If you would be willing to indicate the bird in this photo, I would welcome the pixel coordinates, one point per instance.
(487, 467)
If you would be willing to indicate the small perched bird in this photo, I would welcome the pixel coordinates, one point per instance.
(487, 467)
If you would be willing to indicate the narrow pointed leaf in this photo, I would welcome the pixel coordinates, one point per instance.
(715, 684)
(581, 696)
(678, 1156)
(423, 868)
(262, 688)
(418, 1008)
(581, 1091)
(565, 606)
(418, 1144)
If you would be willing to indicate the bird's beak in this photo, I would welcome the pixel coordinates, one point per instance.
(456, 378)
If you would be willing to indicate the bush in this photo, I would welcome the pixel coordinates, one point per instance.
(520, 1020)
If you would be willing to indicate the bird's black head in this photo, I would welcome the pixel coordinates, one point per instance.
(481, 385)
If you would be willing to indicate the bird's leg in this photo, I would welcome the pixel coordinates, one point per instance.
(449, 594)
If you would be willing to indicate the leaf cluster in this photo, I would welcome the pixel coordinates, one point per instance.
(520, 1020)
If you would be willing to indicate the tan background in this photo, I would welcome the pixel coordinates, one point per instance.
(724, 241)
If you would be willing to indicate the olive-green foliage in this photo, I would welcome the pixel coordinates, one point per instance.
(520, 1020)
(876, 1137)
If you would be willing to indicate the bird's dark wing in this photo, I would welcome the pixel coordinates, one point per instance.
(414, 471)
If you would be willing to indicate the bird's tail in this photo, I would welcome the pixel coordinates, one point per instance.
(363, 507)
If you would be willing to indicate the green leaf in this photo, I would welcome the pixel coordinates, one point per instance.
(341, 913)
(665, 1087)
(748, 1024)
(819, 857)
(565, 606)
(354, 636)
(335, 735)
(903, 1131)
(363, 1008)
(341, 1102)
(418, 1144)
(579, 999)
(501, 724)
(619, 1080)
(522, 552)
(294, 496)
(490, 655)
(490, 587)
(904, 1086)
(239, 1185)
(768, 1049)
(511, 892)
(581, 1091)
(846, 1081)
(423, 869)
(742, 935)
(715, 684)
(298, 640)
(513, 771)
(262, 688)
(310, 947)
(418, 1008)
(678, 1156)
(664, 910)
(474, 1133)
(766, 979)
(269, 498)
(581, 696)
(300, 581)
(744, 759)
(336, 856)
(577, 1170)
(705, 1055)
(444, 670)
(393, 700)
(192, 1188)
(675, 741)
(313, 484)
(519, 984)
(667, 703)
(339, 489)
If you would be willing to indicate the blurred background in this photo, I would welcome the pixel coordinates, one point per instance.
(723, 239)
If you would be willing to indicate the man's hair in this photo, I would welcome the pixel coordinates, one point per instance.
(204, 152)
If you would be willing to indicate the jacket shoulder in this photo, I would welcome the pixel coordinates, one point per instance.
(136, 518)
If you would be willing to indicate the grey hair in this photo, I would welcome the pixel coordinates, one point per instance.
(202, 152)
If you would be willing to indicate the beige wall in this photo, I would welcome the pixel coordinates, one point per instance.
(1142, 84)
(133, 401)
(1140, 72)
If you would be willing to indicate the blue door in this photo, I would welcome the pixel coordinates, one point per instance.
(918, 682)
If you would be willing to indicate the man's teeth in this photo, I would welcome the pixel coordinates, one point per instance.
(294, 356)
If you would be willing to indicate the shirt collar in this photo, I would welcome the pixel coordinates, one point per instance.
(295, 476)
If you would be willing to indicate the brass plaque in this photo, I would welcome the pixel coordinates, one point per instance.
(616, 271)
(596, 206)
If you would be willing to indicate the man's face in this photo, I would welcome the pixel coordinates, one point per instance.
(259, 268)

= = = = =

**PROBLEM TO WORK ON**
Everything from the line with "If you would be willing to indicate the shirt" through the last line of the material above should be echoed exactly, and nothing else.

**ANSWER FOR THE TASK**
If you would be willing to indicate the shirt collar in this photo, I would welcome the pixel coordinates, one point per instance.
(295, 476)
If you would be willing to indicate the brass plaque in this photo, I would welcome the pixel coordinates, one point per instance.
(616, 271)
(596, 206)
If you would be willing to indicate the man's face in this photo, I would welcome the pixel coordinates, one point per instance.
(259, 268)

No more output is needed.